◆ Reading text ◆
|my running buddies|
GREAT day today. finally really felt the double digit temperature.
first time sitting on the benches at lunch. no jacket - but i did have a blazer on. still felt the sun on my back. it was glorious. so glorious that i actually ate ALL my food - really rare (im not a big eater. im an often eater)
ANYWAY, on my way home i saw a bunch of people running, jogging, rollerblading, biking, walking. i got jealous. so as soon as i got home, i changed and went for a jog before i could convince myself otherwise. its been a while, pavement.
the last time i ran outside was after my trip to south africa last year - so that was probably around september. i felt a huge pain on my hip not even 5 minutes into my route and i just could not run anymore. i rested and let the pain go away but it would happen every time i tried. and then winter happened.
over the winter i tried to do other things to strengthen my right knee (reconstructed ACL) and fix my gait so my left hip wont hurt. i was on my way to recovering but one evening while outdoor ice skating with my cousin i tweaked my knee - hard. add to that the fierce winter we had and i was out of commission - even uncrossing my legs from a sitting position would cause my knee to move in the wrong direction and cause me immense pain which would eventually go away but its just so scary - the last time i felt that pain i wasnt able to unbend me knee for several days and eventually found out i needed knee surgery.
i digress. this is about getting back into it.
ive been doing a bit of strengthening and stretching and indoor running since. its gotten better but im not back to the same condition i was after i was released from post-op physiotherapy. mostly because im not as consistent as i used to be. post-op physio was at least twice a week of intense strengthening which ive stopped doing. i know, i shouldnt have. im trying to get back into that as well. i dont think i want a re-do of the surgery.

◆ To do ◆
**1.** Copy the part of the blog post about getting back into running starting at "i digress. this" and ending at "of the surgery.".
**2.** According to the blog post about getting back into running, which of the writer's knees has a reconstructed ACL?
**3.** Resume the blog post about getting back into running, picking up after its final sentence.

[Stored data entries]
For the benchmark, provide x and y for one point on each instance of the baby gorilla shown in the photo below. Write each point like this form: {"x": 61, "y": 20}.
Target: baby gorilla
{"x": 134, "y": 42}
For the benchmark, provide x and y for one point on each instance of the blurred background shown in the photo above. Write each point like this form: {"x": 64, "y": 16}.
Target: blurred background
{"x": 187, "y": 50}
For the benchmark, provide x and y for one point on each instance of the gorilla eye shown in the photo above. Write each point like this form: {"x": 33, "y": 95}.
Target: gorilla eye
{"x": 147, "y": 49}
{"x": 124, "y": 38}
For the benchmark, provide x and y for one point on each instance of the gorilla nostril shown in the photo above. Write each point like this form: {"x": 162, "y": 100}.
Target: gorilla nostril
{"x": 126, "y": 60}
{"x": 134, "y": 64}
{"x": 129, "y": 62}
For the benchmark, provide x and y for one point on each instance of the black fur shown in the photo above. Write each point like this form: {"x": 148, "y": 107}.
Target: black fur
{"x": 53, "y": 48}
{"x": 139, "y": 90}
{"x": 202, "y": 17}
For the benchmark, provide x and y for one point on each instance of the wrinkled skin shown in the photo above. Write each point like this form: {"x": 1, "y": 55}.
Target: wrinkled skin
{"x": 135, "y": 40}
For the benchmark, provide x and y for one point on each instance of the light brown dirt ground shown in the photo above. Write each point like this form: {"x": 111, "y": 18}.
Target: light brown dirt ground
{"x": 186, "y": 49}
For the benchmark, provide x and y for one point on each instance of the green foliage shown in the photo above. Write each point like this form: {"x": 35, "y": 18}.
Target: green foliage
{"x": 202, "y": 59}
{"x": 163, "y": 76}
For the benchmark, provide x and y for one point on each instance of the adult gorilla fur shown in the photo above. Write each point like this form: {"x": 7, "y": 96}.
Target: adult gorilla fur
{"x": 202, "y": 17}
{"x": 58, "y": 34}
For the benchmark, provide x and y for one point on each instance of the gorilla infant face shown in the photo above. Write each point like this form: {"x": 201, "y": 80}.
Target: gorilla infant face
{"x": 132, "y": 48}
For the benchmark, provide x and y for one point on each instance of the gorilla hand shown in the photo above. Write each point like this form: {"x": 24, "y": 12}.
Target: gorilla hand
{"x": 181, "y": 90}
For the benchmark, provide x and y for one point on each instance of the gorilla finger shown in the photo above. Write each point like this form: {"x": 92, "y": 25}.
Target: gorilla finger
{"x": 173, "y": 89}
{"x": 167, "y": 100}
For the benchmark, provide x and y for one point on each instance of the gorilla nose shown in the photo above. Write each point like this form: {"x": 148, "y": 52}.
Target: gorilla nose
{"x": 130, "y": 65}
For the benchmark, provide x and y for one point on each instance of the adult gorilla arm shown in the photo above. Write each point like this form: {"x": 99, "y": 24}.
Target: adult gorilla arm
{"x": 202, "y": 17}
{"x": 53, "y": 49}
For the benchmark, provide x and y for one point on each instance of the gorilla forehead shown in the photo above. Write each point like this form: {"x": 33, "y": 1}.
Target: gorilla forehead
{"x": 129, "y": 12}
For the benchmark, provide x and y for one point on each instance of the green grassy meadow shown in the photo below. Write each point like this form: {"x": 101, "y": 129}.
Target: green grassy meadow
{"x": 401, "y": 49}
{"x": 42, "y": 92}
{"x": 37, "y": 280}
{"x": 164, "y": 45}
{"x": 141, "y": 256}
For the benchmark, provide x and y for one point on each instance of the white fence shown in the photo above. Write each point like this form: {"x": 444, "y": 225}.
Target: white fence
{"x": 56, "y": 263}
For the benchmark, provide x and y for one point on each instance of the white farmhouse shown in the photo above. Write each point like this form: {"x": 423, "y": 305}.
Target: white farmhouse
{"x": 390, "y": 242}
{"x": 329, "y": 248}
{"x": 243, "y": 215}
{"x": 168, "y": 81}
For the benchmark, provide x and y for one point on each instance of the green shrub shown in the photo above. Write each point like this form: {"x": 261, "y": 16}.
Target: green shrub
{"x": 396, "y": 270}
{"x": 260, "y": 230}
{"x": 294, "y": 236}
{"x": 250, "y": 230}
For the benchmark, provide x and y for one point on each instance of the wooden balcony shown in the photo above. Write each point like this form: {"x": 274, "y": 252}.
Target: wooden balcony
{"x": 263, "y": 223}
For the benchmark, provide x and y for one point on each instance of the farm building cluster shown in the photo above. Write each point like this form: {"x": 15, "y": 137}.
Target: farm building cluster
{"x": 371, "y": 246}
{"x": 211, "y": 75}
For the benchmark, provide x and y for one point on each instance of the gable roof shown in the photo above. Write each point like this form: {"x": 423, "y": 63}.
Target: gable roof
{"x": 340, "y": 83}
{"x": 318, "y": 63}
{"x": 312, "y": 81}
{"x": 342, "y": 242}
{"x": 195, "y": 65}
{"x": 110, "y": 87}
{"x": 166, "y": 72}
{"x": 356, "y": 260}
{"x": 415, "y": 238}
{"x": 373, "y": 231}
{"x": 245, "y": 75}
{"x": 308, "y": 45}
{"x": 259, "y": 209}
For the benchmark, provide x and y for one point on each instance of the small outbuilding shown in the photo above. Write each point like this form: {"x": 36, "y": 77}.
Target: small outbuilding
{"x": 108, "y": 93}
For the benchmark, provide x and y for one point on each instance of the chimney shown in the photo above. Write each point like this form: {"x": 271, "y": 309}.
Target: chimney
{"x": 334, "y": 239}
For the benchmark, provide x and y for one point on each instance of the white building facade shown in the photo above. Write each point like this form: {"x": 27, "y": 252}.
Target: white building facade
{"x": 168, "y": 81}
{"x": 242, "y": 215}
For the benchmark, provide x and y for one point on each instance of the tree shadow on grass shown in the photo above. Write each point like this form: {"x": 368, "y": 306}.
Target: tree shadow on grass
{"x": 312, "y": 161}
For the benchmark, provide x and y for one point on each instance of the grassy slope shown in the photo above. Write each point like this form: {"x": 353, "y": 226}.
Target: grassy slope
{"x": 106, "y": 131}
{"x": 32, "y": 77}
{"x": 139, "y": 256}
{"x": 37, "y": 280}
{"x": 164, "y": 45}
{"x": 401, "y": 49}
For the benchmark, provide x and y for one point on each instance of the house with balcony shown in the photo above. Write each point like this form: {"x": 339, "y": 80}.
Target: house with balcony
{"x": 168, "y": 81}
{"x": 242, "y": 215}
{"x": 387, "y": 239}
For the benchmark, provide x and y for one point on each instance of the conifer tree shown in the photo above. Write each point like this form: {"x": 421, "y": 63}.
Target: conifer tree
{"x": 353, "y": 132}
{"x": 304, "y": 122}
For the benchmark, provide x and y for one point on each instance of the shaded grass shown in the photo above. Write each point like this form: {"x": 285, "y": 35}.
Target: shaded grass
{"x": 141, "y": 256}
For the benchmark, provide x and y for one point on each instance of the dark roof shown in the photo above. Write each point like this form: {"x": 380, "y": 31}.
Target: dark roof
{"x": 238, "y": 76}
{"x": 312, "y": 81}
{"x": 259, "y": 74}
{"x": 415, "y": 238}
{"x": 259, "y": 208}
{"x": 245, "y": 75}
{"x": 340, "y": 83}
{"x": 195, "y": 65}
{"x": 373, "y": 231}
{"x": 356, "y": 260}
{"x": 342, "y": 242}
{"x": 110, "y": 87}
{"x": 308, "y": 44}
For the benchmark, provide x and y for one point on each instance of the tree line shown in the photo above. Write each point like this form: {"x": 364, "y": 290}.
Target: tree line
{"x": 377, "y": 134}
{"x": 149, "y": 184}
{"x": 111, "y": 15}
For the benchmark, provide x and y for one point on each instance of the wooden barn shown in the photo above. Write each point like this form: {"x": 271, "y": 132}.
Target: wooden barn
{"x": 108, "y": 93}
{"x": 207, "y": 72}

◆ Results by task ◆
**1.**
i digress. this is about getting back into it.
ive been doing a bit of strengthening and stretching and indoor running since. its gotten better but im not back to the same condition i was after i was released from post-op physiotherapy. mostly because im not as consistent as i used to be. post-op physio was at least twice a week of intense strengthening which ive stopped doing. i know, i shouldnt have. im trying to get back into that as well. i dont think i want a re-do of the surgery.

**2.** The right knee.

**3.**
so today was the first day i laced up my running shoes and let it hit the outdoor terrain. it was great. i did my usual route. i thought i did way worse that my usual time (which wasnt great to begin with) but it was actually not bad.
|nice and sunny day in southern ontario|
it looks like the temperature is slowly rising so this means that i get to go outside more. im nervous and excited. i never thought id be the type to run outdoors. i didnt even know that i liked running. i just tried it one day and it wasnt as bad as i thought it would be. i dont even know why i thought it would be "bad." i fell into yoga the same way. a friend asked me if i wanted to join her. i said yes and committed to it before i could even think too much about it. and now we go quite regularly. im no expert yogi but i can definitely go more now than a year ago. ive pushed my body to do things that i didnt think it could.
im the type to stick to what i said i would do (some times more lasting than others). more so if ive made myself more accountable by saying it out loud in front of other people. my brain automatically thinks, "youve said it. now you really have to do it." theres been a bunch of changes lately. a whole bunch of things i never thought i would do (and actually enjoy) im doing now. i guess this is the power of saying yes and committing. now i just need to battle my problem of getting bored easily. but that a different entry all together.
you never know.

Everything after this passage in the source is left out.